___ EXTRACT PROVIDED

Where Have All the Average People Gone?

10-1-18

Statistics don’t lie, we are told; but statisticians do. More dispositive is that our perceptions often are more aggressive than the biased sources. The corollary is true, I fear – that our biases filter our perceptions. It was not always the case in our culture, not to the extent from which we suffer; and my view is that the Media-Industrial Complex has forced people to be discriminating.

This is not unique in human history, and is famously prophesied in the Bible – we have become a people with “itching ears.” Sometimes wisely picking and choosing; but many people only hearing what they want to hear.

This could be regarded merely as abstract: a society of people withdrawing to their own groups and self-interests. Tribalism, really. But it is more, a crisis of the old order. The West is too integrated, too inter-dependent to allow us to function as myriad separate islands.

History has placed us in a chess tournament, and we cannot pretend it is checkers. We can yearn for simple melodies, but the musical score before us is a complex fugue.

Drift and dissolution are swift. A stark barometer informs us. I observe that a year ago, the nomination of Neil Gorsuch to the Supreme Court evinced hand-wringing, angst, and gloom from opponents in the press and politics. The nomination of a man with fairly identical credentials and prospects, now, is met with apocalyptic frenzy.

In 2018, so many geniis have been let out of bottles that a virtual fog surrounds us. It seems impossible to imagine that any Supreme Court nominee henceforth will not be a pawn in bloody wars between right and left.

Or that football and other professional sports will ever again be unaccompanied by contentious politics.

Or that the entertainment world, especially as exemplified in awards programs, will ever be free of political statements and attacks.

Or that town councils, school-board meetings, indeed school textbooks and curricula, will never more be bloody fights between opposing worldviews.

This is the inheritance of an amazing civilization – a culture rich in material goods and intellectual promise, of spiritual foundations but ultimate philosophical drift. Shakespeare wrote in King Lear, “How sharper than a serpent’s tooth it is to have a thankless child!” America is populated today by thankless children, ignorant or even dismissive of the precious heritage vouchsafed to us, arrogant in assumptions, and increasingly intolerant.

You might agree with me, or not. However I think everybody will agree that the battlegrounds I describe are real; and are many. That these are relatively recent phenomena in America does not mean that they will be fleeting.

______
___ DATA

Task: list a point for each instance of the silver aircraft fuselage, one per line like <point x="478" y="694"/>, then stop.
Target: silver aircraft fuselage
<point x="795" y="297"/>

______

WHAT YOU SHOULD DO:
From the essay on America's cultural divisions, return verbatim the part that opens with the words containing "History has placed" and closes with "by contentious politics.".

ANSWER TO THE EXERCISE:
History has placed us in a chess tournament, and we cannot pretend it is checkers. We can yearn for simple melodies, but the musical score before us is a complex fugue.

Drift and dissolution are swift. A stark barometer informs us. I observe that a year ago, the nomination of Neil Gorsuch to the Supreme Court evinced hand-wringing, angst, and gloom from opponents in the press and politics. The nomination of a man with fairly identical credentials and prospects, now, is met with apocalyptic frenzy.

In 2018, so many geniis have been let out of bottles that a virtual fog surrounds us. It seems impossible to imagine that any Supreme Court nominee henceforth will not be a pawn in bloody wars between right and left.

Or that football and other professional sports will ever again be unaccompanied by contentious politics.